- [PROBLEM SET]:
1. Translate the sentence "To me it looks like a layer of PDP-10 on top of Unix." from the email excerpt below into Spanish.
2. Copy the part of the rows that runs from the line containing "Please locate the dark" through the end of the rows, requests included, and shift every coordinate in the answers by adding 22 to each number. Give only that part.

# start of PASSAGE GIVEN

On Thu, Sep 22, 2022 at 1:00 PM Lars Brinkhoff <lars(a)nocrew.org> wrote:
Warner Losh wrote:
For those
of us not involved with Unix in 1977, what was the
HRSTS system?
‘The Harvard/Radcliffe Student Time-sharing System Terminal Users Guide,
1st edition, September 10, 1974, Center for Research in Computing
Technology, Harvard University’.
These are the same folks that also did the LISP that appeared in
various 2BSD distributions as well. There's a special C compiler.
I found a description in a Usenix paper[1], and it really seems to be a
lot of "Harvard specials" in there. MACRO-11, LINK-11, DDT, TECO,
FILCOM, shell with TENEX file completion, even ECL[2]. To me it looks
like a layer of PDP-10 on top of Unix.
[1]
https://www.usenix.org/system/files/login/articles/login_june_11_unix_news.…
[2]
https://github.com/PDP-10/harvard-ecl
Thanks, that was very interesting. Indeed, it sounds like at attempt
to bring a TENEX-style user experience to Unix.

# end of PASSAGE GIVEN
# start of PROVIDED RECORDS

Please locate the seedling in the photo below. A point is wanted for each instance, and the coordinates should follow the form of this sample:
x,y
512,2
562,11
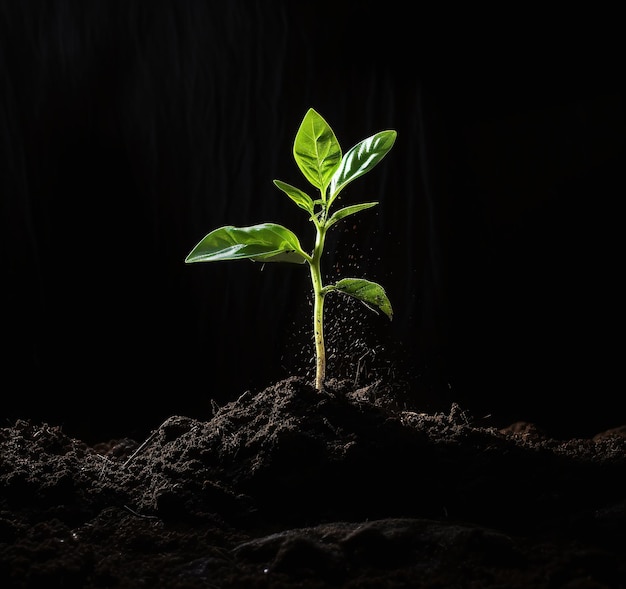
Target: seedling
x,y
319,157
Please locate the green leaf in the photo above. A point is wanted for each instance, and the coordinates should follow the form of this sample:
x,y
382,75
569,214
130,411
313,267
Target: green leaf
x,y
266,242
371,294
302,199
361,159
341,213
316,150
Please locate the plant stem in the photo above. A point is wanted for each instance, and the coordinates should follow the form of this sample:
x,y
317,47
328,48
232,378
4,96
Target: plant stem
x,y
318,308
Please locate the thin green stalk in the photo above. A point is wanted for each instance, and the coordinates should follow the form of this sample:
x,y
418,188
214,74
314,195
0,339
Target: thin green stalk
x,y
318,306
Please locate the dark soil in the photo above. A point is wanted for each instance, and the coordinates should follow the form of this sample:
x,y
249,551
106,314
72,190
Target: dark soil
x,y
294,488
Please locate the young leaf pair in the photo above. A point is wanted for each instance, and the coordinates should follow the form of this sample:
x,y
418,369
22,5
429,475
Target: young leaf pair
x,y
318,154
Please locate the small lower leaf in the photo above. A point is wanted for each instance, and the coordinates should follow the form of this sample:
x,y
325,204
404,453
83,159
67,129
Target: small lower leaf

# end of PROVIDED RECORDS

- [OUTPUTS BY TASK]:
1. A mí me parece una capa de PDP-10 encima de Unix.

2.
Please locate the dark soil in the photo above. A point is wanted for each instance, and the coordinates should follow the form of this sample:
x,y
249,551
106,314
72,190
Target: dark soil
x,y
316,510
Please locate the young leaf pair in the photo above. A point is wanted for each instance, and the coordinates should follow the form of this sample:
x,y
418,369
22,5
429,475
Target: young leaf pair
x,y
340,176
Please locate the small lower leaf in the photo above. A point is wanted for each instance, and the coordinates should follow the form of this sample:
x,y
325,204
404,453
83,159
67,129
Target: small lower leaf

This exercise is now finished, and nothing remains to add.